→ Tugas Anda:
#1 Ringkas bacaan tentang sertifikasi halal berikut dalam dua kalimat.
#2 Nyatakan jumlah baris yang memuat kata "Target", dengan membedakan huruf besar dan kecil. Tuliskan angkanya saja.

→ Teks Bacaan:
Pengusaha meminta pemerintah menetapkan standar biaya dan prosedur sertifikasi halal sekaligus transparan.
Oleh
FX LAKSANA AS
·4 menit baca
JAKARTA, KOMPAS — Pengusaha meminta pemerintah menetapkan standar biaya dan prosedur sertifikasi halal sekaligus transparan. Aspirasi ini disampaikan seiring beralihnya penyelenggaraan sertifikasi halal dari Majelis Ulama Indonesia ke pemerintah melalui Badan Penyelenggara Jaminan Produk Halal mulai hari ini, Kamis (17/10/2019).
Penyelenggaraan sertifikasi halal selama ini dilakukan oleh Majelis Umum Indonesia (MUI). Undang-Undang Nomor 33 Tahun 2014 tentang Jaminan Produk Halal mengamanatkan agar penyelenggaraannya dialihkan ke pemerintah melalui Badan Penyelenggara Jaminan Produk Halal Kementerian Agama (BPJPH) yang bertanggung jawab kepada Kementerian Agama.
Sehari sebelum penerapan ketentuan baru, Rabu (16/10/2019), pemerintah menyelenggarakan penandatanganan Nota Kesepahaman tentang Penyelenggaraan Layanan Sertifikasi Halal (PLSH) bagi Produk yang Wajib Bersertifikat Halal di Kantor Wakil Presiden, Jakarta, Rabu (16/10/2019). Wakil Presiden Jusuf Kalla hadir menyaksikan penandatanganan pimpinan dari 11 kementerian dan lembaga negara.
Kementerian yang terlibat meliputi Kementerian Agama; Kementerian Kesehatan; Kementerian Keuangan; Kementerian Pertanian; Kementerian Riset, Teknologi, dan Pendidikan Tinggi; Kementerian Luar Negeri; dan Kementerian Komunikasi dan Informatika. Adapun lembaga negara mencakup Badan Pengawas Obat dan Makanan, Majelis Umum Indonesia, Badan Standardisasi Nasional, dan Kepolisian Repubik Indonesia.
Menjawab pertanyaan wartawan usai acara, Ketua I Perkumpulan Perusahaan Perbekalan Kesehatan Rumah Tangga Indonesia (Pekerti) Budi Satriyo yang hadir di kursi audiens menyatakan, dunia usaha meminta agar pemerintah menetapkan standar proses bisnis dan biaya sertifikasi serta transparan. Ini penting bagi dunia usaha yang memerlukan kepastian untuk berbagai variabel biaya produksinya.
Selama ini, menurut Budi, tidak ada standar biaya sertifikasi. Hal ini menimbulkan persoalan bagi dunia usaha. Hal yang terjadi, biaya sertifikat jelas, tetapi biaya-biaya lain tidak ada rincian yang standar.

→ Kumpulan Baris:

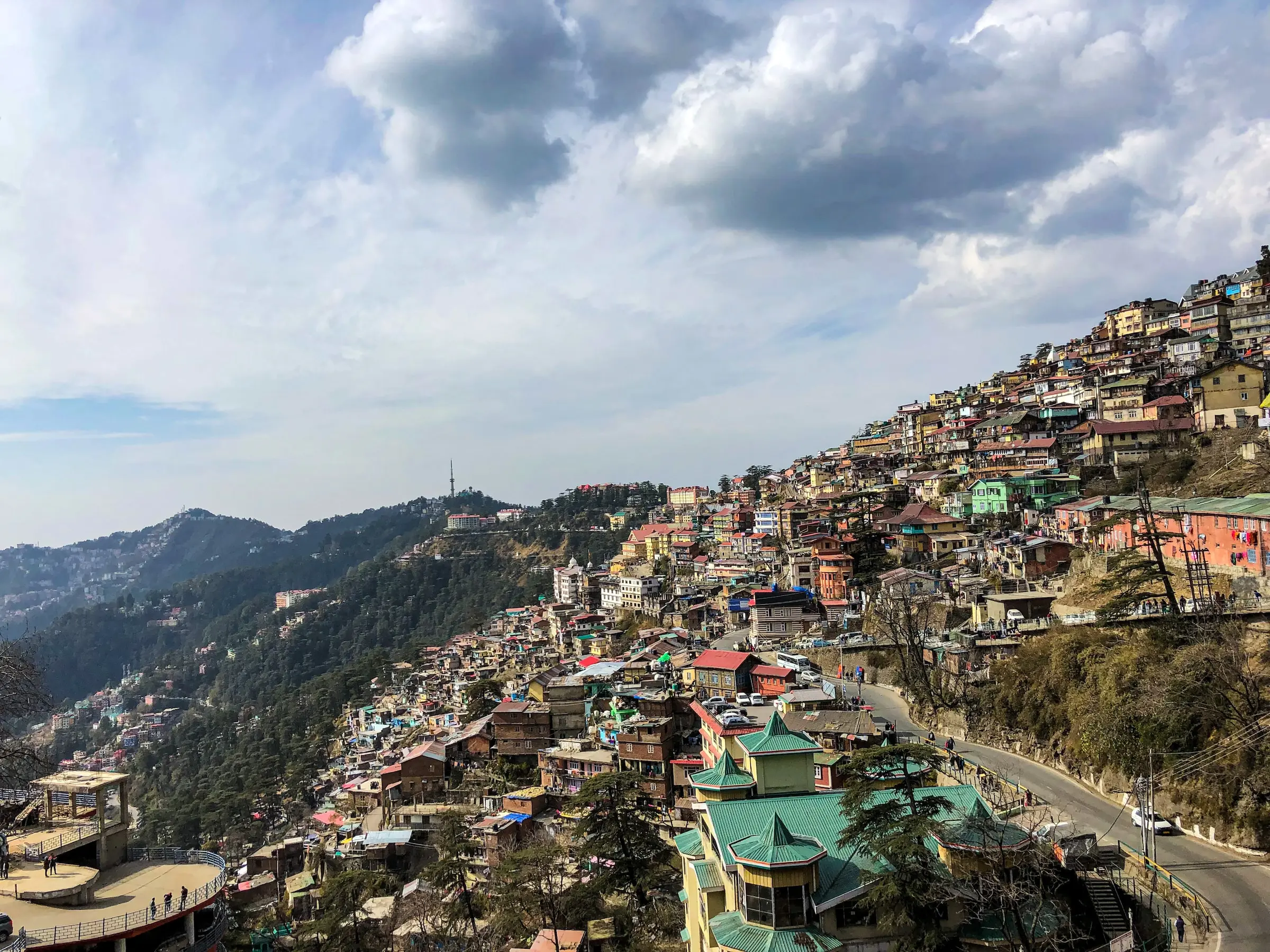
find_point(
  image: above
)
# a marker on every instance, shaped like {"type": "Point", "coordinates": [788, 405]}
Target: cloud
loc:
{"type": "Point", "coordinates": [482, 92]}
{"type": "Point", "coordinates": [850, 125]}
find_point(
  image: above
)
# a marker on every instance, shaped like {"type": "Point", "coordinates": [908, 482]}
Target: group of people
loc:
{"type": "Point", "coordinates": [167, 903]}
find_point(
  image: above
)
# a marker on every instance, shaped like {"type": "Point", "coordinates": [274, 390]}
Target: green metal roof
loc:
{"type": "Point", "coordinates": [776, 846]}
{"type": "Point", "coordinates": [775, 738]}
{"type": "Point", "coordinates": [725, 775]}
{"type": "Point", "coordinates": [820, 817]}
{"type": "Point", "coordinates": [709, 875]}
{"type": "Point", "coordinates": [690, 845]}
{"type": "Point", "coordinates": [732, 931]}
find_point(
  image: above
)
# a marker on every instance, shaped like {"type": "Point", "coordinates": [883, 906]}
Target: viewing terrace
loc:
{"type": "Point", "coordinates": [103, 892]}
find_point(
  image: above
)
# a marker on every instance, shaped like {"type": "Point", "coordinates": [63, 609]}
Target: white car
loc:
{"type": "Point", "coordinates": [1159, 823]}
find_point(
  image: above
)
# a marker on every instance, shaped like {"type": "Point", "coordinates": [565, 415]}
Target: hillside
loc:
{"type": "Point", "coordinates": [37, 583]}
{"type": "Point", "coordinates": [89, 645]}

→ Jawaban Tertulis:
#1 Pengusaha meminta pemerintah menetapkan standar biaya dan prosedur sertifikasi halal yang transparan, seiring beralihnya penyelenggaraan sertifikasi halal dari Majelis Ulama Indonesia ke pemerintah melalui Badan Penyelenggara Jaminan Produk Halal mulai Kamis (17/10/2019). Sehari sebelumnya, pimpinan 11 kementerian dan lembaga negara menandatangani nota kesepahaman tentang layanan sertifikasi halal, sementara Budi Satriyo dari Pekerti menyatakan bahwa selama ini tidak ada standar biaya sertifikasi.

#2 6